■ 表示された文章 ■
まさに“おまじないの皮をかぶった科学”といえるでしょう。

6神話③「痛みは気のせい」

「痛みなんて気のせいだ、我慢すればいい」というのもよくある誤解です。
確かに心理的要因が痛みに影響することは事実ですが、だからといって「気の持ちよう」で済ませるのは危険です。

慢性的な痛みでは、脳内の神経回路が変化し、痛みそのものが独立して続く状態になることがわかっています (Pain Journal, 2021)。
これは「中枢性感作」と呼ばれ、気のせいでも根性論でもなく、れっきとした医学的現象です。

👉 「痛みを我慢しすぎる」ことが、むしろ痛みを慢性化させてしまうリスクになるのです。

6神話④「我慢すればそのうち痛みは消える」

「多少の痛みは放っておけばそのうち治る」と考える人は多いですが、これも必ずしも正しくありません。
確かに軽度の打撲や切り傷なら自然治癒します。
しかし、繰り返しのストレスや緊張が加わると、脳が「痛みを記憶」してしまい、慢性痛につながることがあります。

■ やることリスト ■
[1] 痛みについての文章で、慢性的な痛みで脳内の神経回路が変わり、痛みそのものが続いてしまう状態は何と呼ばれていますか。
[2] 痛みについての文章の最後の文のあとから、同じ調子で続きを書いてください。
下の行は見なくてもかまいません。

■ 渡された情報 ■
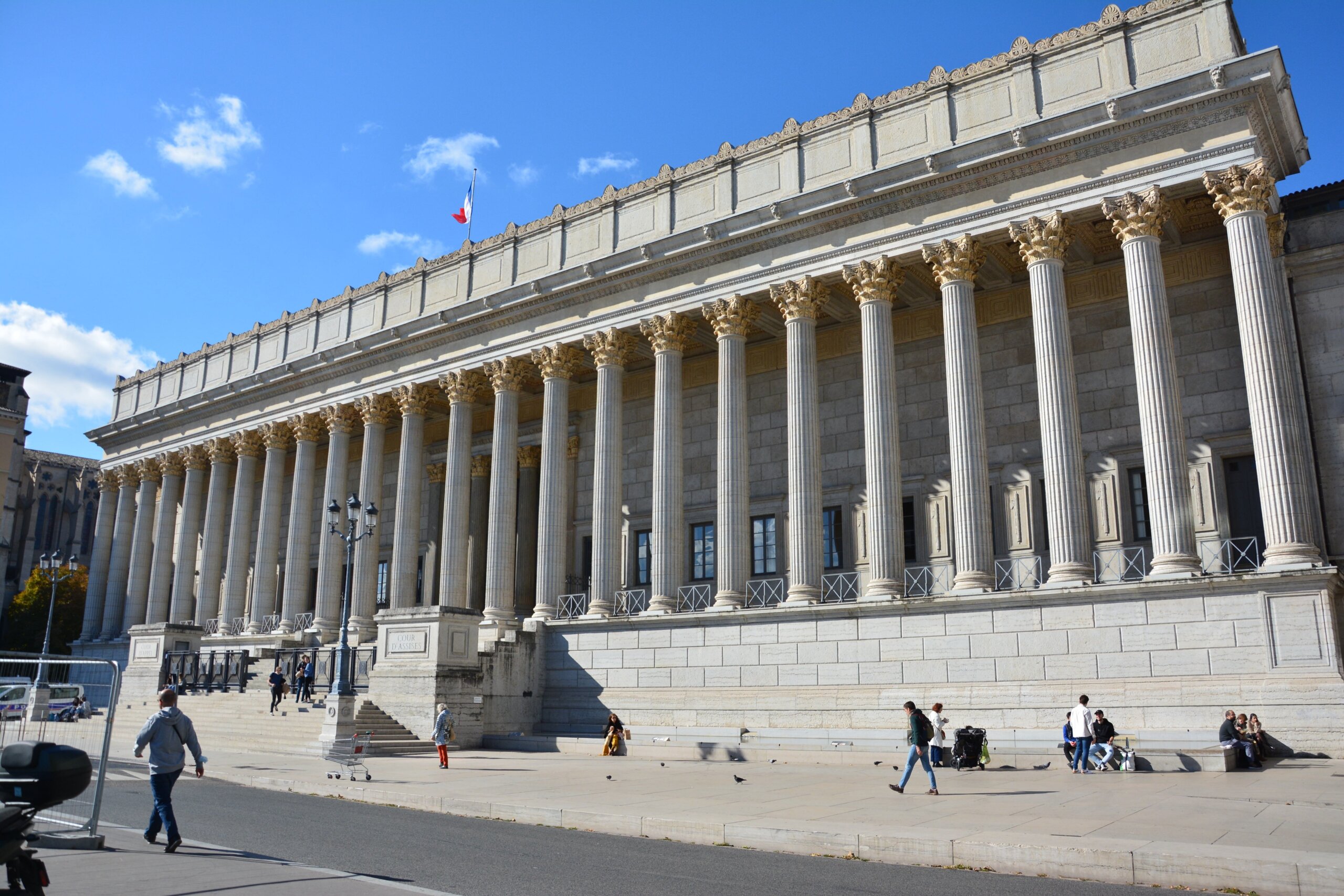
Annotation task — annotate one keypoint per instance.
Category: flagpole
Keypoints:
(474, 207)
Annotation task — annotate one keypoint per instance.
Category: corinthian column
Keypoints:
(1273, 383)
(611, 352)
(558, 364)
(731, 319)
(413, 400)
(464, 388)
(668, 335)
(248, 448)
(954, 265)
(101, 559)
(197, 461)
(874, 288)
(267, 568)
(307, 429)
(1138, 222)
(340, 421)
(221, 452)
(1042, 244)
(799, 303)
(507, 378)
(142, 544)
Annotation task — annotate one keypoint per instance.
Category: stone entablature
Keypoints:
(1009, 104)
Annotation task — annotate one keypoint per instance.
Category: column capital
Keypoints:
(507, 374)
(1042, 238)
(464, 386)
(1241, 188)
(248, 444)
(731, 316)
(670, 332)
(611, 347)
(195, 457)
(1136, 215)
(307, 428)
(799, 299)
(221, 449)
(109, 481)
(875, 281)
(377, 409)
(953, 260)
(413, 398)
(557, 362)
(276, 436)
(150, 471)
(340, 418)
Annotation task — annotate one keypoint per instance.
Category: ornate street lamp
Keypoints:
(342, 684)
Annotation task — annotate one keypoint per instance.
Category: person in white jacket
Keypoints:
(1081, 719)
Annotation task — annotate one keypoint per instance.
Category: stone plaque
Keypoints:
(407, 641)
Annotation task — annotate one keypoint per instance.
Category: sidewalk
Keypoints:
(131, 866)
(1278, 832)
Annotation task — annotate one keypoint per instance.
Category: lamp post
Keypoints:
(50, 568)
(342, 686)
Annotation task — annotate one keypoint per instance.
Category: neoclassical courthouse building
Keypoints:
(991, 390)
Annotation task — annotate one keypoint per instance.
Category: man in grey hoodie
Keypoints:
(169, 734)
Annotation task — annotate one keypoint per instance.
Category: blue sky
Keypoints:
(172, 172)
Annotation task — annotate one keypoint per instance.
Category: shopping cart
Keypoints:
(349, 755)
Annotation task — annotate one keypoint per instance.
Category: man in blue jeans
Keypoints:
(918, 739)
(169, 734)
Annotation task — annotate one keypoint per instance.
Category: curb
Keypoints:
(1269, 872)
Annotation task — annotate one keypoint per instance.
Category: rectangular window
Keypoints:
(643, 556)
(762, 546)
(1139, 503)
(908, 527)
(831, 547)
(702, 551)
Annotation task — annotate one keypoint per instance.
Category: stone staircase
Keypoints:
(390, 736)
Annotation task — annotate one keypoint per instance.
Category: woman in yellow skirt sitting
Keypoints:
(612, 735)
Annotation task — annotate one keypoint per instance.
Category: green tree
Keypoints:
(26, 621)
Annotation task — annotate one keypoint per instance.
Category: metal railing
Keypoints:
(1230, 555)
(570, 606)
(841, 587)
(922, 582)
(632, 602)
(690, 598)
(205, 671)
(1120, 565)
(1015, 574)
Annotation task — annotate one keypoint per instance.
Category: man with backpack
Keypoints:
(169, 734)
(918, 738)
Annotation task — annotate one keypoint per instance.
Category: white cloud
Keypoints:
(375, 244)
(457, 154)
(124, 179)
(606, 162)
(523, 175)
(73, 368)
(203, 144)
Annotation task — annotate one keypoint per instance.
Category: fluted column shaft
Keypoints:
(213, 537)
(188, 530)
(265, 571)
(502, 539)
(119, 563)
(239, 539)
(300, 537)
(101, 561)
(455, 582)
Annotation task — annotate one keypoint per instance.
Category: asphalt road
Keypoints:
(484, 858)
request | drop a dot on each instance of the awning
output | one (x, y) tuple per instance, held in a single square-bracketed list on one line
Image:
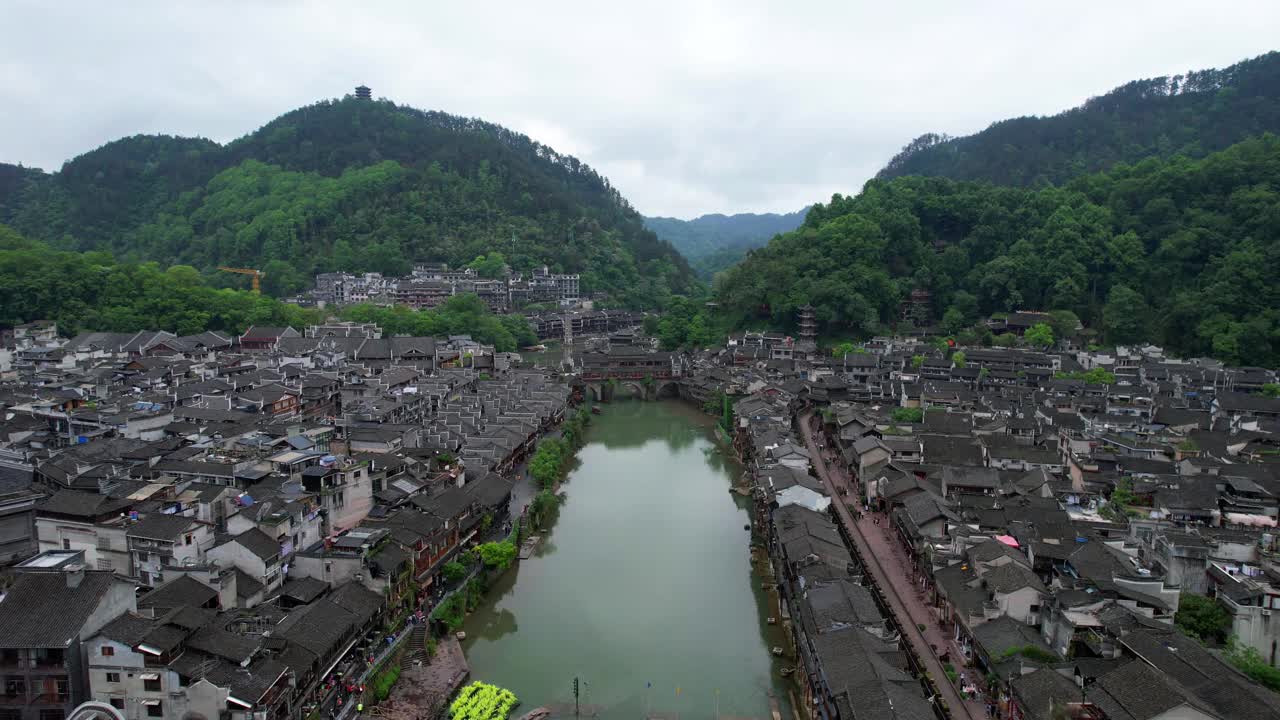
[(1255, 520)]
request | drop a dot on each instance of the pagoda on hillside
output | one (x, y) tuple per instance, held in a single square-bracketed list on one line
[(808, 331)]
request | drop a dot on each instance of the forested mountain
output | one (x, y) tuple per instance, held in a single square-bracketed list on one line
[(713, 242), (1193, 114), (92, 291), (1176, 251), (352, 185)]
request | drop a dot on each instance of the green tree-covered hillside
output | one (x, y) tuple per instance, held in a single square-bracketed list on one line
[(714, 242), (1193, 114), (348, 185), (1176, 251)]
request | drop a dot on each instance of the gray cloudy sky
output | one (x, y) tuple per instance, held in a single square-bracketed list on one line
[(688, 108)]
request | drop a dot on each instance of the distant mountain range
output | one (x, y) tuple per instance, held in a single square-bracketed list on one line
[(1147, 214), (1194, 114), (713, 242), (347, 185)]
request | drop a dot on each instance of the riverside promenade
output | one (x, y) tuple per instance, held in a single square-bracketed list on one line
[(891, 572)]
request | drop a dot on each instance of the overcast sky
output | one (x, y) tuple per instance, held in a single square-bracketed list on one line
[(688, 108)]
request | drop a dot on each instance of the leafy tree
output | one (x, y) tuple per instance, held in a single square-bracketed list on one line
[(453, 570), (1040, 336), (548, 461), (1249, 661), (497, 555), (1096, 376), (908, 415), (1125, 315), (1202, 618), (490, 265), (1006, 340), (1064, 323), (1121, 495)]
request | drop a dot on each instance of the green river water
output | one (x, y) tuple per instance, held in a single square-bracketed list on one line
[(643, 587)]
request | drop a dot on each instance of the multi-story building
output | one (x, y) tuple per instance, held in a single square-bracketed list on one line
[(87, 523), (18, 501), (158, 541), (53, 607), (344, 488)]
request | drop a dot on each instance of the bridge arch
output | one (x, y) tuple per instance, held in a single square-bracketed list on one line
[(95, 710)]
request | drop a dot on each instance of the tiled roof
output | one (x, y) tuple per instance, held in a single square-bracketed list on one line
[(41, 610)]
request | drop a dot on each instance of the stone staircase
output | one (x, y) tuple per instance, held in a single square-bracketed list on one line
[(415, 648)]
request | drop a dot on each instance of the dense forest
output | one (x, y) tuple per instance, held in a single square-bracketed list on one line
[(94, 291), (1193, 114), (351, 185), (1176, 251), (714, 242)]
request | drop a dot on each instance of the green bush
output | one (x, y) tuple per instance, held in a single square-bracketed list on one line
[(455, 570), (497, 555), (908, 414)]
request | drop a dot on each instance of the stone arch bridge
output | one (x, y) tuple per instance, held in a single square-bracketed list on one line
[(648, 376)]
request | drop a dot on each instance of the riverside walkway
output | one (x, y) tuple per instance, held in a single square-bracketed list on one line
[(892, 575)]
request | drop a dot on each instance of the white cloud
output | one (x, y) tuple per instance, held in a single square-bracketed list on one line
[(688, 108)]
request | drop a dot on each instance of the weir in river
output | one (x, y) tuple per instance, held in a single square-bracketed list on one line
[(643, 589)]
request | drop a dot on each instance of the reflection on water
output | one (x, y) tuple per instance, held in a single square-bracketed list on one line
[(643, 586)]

■ それぞれの答え ■
[1] 中枢性感作と呼ばれています。

[2]
特にデスクワークやスマホ使用など、現代的な生活習慣は「小さな痛みの蓄積」を引き起こしやすく、慢性肩こりや腰痛に直結しています。
👉 「痛みを感じたらまず手を当てる」「早めにケアする」ことが慢性化を防ぐ第一歩なのです。

6神話⑤「体のケアと心のケアは別物

「体の痛みは整形外科、心の痛みはカウンセリング」というように、心身を切り離して考えるのも根強い誤解です。

しかし実際には、皮膚からの触覚刺激は脳の感情を司る扁桃体や島皮質に直接影響します。
つまり「体に触れること」は「心を癒すこと」に直結しているのです (Nature Reviews Neuroscience, 2014)。

👉 手当ては、体の痛みを和らげるだけでなく、心を落ち着ける効果まで持っている。
「心身一如」の具体例がここにあるのです。

7. まとめ ― 「手当て」は科学だった

私たちは長いあいだ「手当て」をただの迷信やおまじないだと思ってきました。
でも研究が進むにつれて、皮膚に存在する感覚センサーや脳科学の働き、ホルモン分泌の変化などが次々と解明され、「手当て」こそ人類が自然に身につけた科学的なケア方法であることがわかってきています。

  • 痛みは脳でつくられる体験である
  • 皮膚に触れる刺激がその痛みを変える
  • タッチによって安心感や自己治癒力が高まる
  • 「手を当てる」という直感的な行動は、科学で裏づけられた自然の知恵

こうして見直してみると、手当ては単なる“気休め”ではなく、誰にでもできるシンプルで強力な「セルフケアの入り口」なのです。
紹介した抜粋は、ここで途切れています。